There are other cities scattered in the northern regions of the planet (especially near the ice cap, where water is harvested), as well as the Fremen sietch communities scattered throughout the desert.

Other notable sites on Arrakis throughout its history include Observatory Mountain, Mount Idaho, Dar-es-balat and the Kynes Sea.

==Prequels==
The novel Paul of Dune (2008) by Brian Herbert and Kevin J. Anderson establishes that the first known inhabitants of Arrakis had been the Muadru, who introduced the sandworms to the planet. They had settlements all over the galaxy which suddenly disappeared; the Zensunni Wanderers came later, ultimately becoming the Fremen. In the novel Paul notes: "There appears to be a linguistic connection between the Fremen and the Muadru."

==Namesakes==
- On April 5, 2010, a real-world planitia (plain) on Saturn's moon Titan was named Arrakis Planitia after Herbert's fictional planet, under the naming convention for Titanian planitia (which are all named for planets in Frank Herbert's works).
- Arrakis is also an alternative name for the star Mu Draconis.

(Excerpts from a dataset)

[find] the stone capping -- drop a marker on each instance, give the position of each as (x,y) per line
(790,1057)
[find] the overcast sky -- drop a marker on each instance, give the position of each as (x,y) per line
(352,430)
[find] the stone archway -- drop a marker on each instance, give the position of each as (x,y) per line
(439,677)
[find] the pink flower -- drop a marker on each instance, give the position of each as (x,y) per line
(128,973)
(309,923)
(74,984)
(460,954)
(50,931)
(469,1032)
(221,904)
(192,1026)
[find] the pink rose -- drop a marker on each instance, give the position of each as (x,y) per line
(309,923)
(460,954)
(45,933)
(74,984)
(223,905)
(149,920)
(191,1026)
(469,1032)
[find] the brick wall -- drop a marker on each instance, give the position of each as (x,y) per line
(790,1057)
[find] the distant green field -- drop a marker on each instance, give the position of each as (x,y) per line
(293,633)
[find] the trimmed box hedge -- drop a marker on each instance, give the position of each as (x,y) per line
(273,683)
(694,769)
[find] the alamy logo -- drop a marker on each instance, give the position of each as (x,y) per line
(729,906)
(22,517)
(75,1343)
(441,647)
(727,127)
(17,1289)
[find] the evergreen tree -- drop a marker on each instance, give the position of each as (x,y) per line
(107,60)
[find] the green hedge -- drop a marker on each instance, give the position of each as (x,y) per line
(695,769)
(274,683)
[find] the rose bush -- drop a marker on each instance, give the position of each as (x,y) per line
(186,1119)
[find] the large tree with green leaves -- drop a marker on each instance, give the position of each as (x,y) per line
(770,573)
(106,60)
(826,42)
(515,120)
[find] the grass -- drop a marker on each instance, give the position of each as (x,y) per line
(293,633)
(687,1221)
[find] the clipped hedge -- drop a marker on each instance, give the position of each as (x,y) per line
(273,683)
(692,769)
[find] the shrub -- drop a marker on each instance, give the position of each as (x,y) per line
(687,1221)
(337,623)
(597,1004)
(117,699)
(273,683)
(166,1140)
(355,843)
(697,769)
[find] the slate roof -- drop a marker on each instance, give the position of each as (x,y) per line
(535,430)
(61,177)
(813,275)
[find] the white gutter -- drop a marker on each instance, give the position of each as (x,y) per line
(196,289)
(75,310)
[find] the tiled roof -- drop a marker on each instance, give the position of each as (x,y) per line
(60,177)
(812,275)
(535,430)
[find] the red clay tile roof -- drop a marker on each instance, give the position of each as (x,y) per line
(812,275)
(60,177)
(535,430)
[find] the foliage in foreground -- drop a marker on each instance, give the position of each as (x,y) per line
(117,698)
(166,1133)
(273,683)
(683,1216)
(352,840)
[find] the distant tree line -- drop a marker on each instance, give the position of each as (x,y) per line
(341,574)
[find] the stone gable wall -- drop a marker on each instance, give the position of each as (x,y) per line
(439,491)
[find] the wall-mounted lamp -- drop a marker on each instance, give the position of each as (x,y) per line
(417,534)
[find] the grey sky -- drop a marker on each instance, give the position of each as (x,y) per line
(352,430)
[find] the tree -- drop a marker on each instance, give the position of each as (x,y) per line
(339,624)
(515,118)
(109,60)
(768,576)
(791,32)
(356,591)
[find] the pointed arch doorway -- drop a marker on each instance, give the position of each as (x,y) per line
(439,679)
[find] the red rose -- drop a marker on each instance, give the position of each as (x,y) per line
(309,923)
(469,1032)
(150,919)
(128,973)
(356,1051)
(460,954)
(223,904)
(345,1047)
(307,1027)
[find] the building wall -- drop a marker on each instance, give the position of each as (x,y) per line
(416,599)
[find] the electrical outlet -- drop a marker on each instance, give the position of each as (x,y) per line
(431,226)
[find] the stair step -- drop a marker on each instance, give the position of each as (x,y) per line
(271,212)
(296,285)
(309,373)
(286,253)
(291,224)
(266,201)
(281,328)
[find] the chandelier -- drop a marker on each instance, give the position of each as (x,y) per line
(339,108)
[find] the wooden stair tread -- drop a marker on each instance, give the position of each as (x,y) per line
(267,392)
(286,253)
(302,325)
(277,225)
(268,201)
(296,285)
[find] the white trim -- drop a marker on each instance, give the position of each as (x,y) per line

◆ Exercise
Continue the text about the fictional planet Arrakis, starting after its final sentence.

◆ Answer box
- The fictional desert planet of Tatooine in the Star Wars franchise was inspired by the desert planet of Arrakis in Dune. However, Tatooine is shown to be more hospitable than its conceptual precursor.
- Organisms named after Arrakis include the Australian trapdoor spider Synothele arrakis, so named because it has deep blue eyes, reminiscent of the eyes of longterm spice users; the fossil worm Arrakiscolex, in allusion to the sandworms of Arrakis; and a desert-dwelling cricket from Australia named simply Arrakis.

== Analysis ==
The significance of Arrakis has been discussed in the context of ecocriticism and ecofiction as well as in the context of influences of Arabic culture on modern popular culture.